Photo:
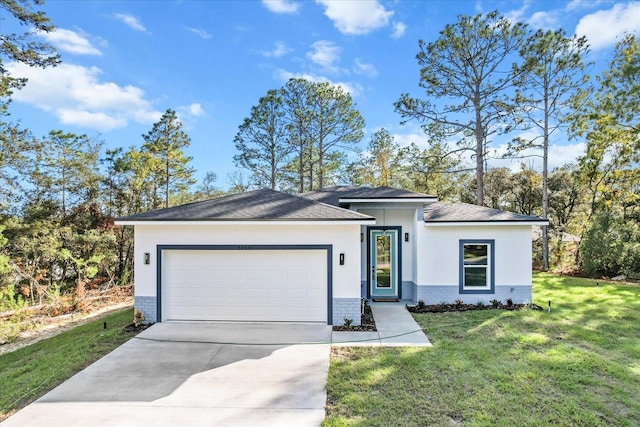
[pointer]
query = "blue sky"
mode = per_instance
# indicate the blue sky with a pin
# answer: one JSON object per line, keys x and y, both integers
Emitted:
{"x": 126, "y": 62}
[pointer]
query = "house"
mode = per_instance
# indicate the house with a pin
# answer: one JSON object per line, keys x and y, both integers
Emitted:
{"x": 270, "y": 256}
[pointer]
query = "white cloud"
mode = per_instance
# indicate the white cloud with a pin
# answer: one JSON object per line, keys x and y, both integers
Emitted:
{"x": 399, "y": 29}
{"x": 131, "y": 21}
{"x": 544, "y": 21}
{"x": 354, "y": 89}
{"x": 363, "y": 68}
{"x": 70, "y": 41}
{"x": 413, "y": 136}
{"x": 281, "y": 6}
{"x": 604, "y": 27}
{"x": 559, "y": 155}
{"x": 539, "y": 20}
{"x": 517, "y": 15}
{"x": 280, "y": 49}
{"x": 324, "y": 53}
{"x": 200, "y": 32}
{"x": 356, "y": 17}
{"x": 76, "y": 96}
{"x": 196, "y": 110}
{"x": 582, "y": 4}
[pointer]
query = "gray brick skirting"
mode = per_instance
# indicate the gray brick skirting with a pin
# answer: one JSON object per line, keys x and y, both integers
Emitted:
{"x": 147, "y": 305}
{"x": 346, "y": 308}
{"x": 448, "y": 294}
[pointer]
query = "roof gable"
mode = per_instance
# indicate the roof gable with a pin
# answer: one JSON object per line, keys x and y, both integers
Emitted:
{"x": 258, "y": 205}
{"x": 464, "y": 212}
{"x": 336, "y": 195}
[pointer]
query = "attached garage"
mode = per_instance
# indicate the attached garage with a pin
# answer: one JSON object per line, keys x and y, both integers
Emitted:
{"x": 259, "y": 256}
{"x": 239, "y": 283}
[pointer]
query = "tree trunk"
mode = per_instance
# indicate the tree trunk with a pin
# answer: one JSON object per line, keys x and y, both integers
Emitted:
{"x": 545, "y": 175}
{"x": 479, "y": 158}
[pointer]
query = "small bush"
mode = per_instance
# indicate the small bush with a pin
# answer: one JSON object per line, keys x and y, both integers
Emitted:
{"x": 348, "y": 323}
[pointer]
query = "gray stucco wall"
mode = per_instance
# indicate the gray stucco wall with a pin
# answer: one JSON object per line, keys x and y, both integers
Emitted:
{"x": 434, "y": 294}
{"x": 148, "y": 306}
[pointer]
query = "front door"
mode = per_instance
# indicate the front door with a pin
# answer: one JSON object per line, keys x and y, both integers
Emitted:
{"x": 383, "y": 263}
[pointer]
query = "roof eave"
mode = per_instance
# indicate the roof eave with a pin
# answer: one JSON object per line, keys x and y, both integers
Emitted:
{"x": 484, "y": 223}
{"x": 347, "y": 200}
{"x": 279, "y": 221}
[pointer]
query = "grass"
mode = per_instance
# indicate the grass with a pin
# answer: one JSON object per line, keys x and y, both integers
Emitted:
{"x": 28, "y": 373}
{"x": 578, "y": 365}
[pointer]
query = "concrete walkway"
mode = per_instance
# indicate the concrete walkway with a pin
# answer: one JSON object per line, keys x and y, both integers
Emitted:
{"x": 396, "y": 328}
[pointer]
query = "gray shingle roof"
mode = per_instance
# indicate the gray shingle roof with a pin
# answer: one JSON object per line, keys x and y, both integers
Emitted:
{"x": 464, "y": 212}
{"x": 258, "y": 205}
{"x": 332, "y": 195}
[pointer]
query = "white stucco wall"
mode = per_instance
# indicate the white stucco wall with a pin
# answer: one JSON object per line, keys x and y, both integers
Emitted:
{"x": 345, "y": 238}
{"x": 439, "y": 259}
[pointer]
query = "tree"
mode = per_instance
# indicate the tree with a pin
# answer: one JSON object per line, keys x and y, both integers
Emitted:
{"x": 336, "y": 126}
{"x": 165, "y": 143}
{"x": 610, "y": 246}
{"x": 433, "y": 170}
{"x": 207, "y": 188}
{"x": 22, "y": 47}
{"x": 68, "y": 169}
{"x": 262, "y": 141}
{"x": 380, "y": 165}
{"x": 16, "y": 150}
{"x": 499, "y": 186}
{"x": 553, "y": 75}
{"x": 296, "y": 96}
{"x": 608, "y": 116}
{"x": 296, "y": 136}
{"x": 466, "y": 74}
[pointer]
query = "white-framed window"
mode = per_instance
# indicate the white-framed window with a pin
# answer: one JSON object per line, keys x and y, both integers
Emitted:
{"x": 476, "y": 266}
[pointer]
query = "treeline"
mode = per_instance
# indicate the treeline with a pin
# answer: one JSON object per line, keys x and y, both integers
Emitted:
{"x": 59, "y": 194}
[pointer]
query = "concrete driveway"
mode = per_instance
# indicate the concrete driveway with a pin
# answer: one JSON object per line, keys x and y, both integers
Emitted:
{"x": 197, "y": 374}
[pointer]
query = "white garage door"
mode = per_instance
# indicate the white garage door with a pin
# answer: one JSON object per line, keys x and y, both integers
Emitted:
{"x": 245, "y": 285}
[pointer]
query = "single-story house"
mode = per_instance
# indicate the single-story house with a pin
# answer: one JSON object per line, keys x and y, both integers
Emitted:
{"x": 270, "y": 256}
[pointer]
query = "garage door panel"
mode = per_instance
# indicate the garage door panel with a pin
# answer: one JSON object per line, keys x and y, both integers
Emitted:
{"x": 254, "y": 285}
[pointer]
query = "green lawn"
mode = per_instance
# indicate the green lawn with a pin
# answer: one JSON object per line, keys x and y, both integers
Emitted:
{"x": 30, "y": 372}
{"x": 576, "y": 366}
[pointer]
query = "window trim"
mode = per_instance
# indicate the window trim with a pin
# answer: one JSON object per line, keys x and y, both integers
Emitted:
{"x": 490, "y": 289}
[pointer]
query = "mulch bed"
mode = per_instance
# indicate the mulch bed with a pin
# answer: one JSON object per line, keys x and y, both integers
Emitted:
{"x": 136, "y": 328}
{"x": 367, "y": 322}
{"x": 446, "y": 308}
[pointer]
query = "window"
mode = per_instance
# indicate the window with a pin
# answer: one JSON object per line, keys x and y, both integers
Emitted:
{"x": 476, "y": 266}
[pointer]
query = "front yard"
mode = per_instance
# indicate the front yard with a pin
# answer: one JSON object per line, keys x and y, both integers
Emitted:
{"x": 28, "y": 373}
{"x": 577, "y": 365}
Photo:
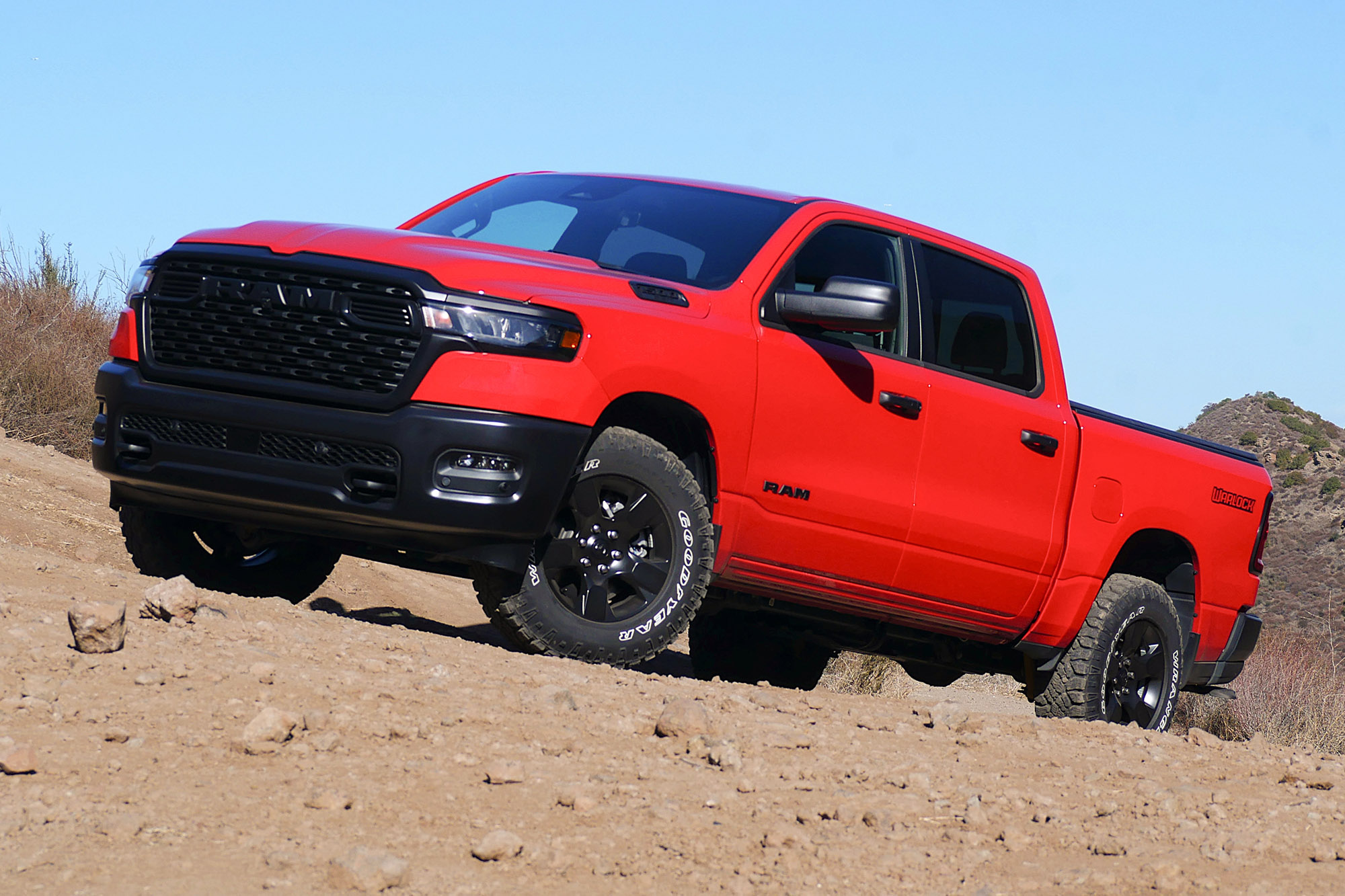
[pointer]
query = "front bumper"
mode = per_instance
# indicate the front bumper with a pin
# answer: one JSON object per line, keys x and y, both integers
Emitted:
{"x": 329, "y": 473}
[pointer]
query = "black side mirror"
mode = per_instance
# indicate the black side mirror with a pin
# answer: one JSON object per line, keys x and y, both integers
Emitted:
{"x": 845, "y": 303}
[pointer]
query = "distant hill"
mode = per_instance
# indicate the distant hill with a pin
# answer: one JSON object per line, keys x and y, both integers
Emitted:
{"x": 1304, "y": 584}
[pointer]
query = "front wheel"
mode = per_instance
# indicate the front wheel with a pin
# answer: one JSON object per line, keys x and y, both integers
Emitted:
{"x": 626, "y": 564}
{"x": 1125, "y": 665}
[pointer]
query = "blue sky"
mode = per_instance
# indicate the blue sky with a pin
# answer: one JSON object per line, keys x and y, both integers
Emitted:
{"x": 1175, "y": 173}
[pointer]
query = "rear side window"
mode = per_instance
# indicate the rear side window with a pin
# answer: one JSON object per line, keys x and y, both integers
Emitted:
{"x": 978, "y": 321}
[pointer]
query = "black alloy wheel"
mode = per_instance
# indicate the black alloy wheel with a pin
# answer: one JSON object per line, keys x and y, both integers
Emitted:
{"x": 1126, "y": 662}
{"x": 626, "y": 564}
{"x": 1136, "y": 674}
{"x": 613, "y": 551}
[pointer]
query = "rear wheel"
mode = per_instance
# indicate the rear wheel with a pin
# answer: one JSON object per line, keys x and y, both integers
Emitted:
{"x": 224, "y": 557}
{"x": 625, "y": 567}
{"x": 1125, "y": 665}
{"x": 740, "y": 646}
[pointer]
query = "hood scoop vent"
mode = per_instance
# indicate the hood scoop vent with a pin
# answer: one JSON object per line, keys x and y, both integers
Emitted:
{"x": 649, "y": 292}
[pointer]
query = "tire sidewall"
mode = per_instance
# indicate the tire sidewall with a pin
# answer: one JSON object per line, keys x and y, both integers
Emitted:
{"x": 1151, "y": 604}
{"x": 668, "y": 615}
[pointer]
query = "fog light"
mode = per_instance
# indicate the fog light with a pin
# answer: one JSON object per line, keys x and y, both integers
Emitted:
{"x": 477, "y": 473}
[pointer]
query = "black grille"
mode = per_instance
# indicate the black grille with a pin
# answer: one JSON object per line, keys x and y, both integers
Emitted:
{"x": 182, "y": 432}
{"x": 283, "y": 325}
{"x": 321, "y": 451}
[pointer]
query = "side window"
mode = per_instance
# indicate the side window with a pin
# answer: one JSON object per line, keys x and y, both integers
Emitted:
{"x": 980, "y": 322}
{"x": 841, "y": 251}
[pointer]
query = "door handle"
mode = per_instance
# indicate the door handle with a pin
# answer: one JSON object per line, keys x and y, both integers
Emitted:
{"x": 1040, "y": 442}
{"x": 900, "y": 405}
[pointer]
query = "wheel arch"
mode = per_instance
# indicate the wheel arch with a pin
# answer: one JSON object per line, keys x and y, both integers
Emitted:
{"x": 673, "y": 423}
{"x": 1168, "y": 559}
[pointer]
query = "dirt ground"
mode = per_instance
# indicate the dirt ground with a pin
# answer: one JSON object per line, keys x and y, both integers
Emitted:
{"x": 404, "y": 702}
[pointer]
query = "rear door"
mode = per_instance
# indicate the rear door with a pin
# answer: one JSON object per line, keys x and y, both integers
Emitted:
{"x": 989, "y": 518}
{"x": 835, "y": 452}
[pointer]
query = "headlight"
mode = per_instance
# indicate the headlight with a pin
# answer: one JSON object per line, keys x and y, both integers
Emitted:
{"x": 141, "y": 280}
{"x": 502, "y": 331}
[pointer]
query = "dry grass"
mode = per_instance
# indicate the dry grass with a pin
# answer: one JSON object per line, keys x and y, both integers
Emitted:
{"x": 1292, "y": 692}
{"x": 864, "y": 674}
{"x": 53, "y": 337}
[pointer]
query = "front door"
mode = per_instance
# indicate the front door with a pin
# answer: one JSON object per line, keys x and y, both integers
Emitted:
{"x": 836, "y": 439}
{"x": 989, "y": 517}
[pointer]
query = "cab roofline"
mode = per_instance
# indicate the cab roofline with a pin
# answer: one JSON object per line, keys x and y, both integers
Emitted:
{"x": 689, "y": 182}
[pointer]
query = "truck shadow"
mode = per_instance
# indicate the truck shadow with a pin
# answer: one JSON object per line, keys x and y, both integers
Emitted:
{"x": 670, "y": 662}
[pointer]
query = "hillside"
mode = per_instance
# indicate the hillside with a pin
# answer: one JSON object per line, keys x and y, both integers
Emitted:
{"x": 1304, "y": 585}
{"x": 380, "y": 709}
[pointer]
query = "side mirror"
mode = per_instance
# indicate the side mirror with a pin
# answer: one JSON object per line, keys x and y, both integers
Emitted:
{"x": 845, "y": 303}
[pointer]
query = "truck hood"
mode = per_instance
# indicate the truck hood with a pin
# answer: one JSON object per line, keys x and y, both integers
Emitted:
{"x": 523, "y": 275}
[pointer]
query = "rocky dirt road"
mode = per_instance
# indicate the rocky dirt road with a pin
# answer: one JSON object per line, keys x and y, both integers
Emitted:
{"x": 377, "y": 715}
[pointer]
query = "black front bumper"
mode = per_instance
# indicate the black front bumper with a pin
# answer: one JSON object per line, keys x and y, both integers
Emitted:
{"x": 357, "y": 477}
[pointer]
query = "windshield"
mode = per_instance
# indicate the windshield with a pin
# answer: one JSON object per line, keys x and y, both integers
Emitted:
{"x": 689, "y": 235}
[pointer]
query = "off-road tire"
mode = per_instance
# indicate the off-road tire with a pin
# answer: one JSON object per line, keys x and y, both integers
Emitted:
{"x": 493, "y": 585}
{"x": 739, "y": 646}
{"x": 165, "y": 545}
{"x": 1086, "y": 681}
{"x": 537, "y": 616}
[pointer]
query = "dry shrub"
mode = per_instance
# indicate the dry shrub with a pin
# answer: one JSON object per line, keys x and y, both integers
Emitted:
{"x": 1292, "y": 692}
{"x": 863, "y": 674}
{"x": 53, "y": 337}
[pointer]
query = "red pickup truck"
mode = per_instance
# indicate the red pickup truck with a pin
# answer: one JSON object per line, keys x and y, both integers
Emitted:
{"x": 626, "y": 407}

__________________________________________________

** Direction **
Pick out every line of the rows above that contains the string "trim", and copy each one. Matching is case-sensitive.

** Result **
query = "window trim"
# indicate the window trim with a pin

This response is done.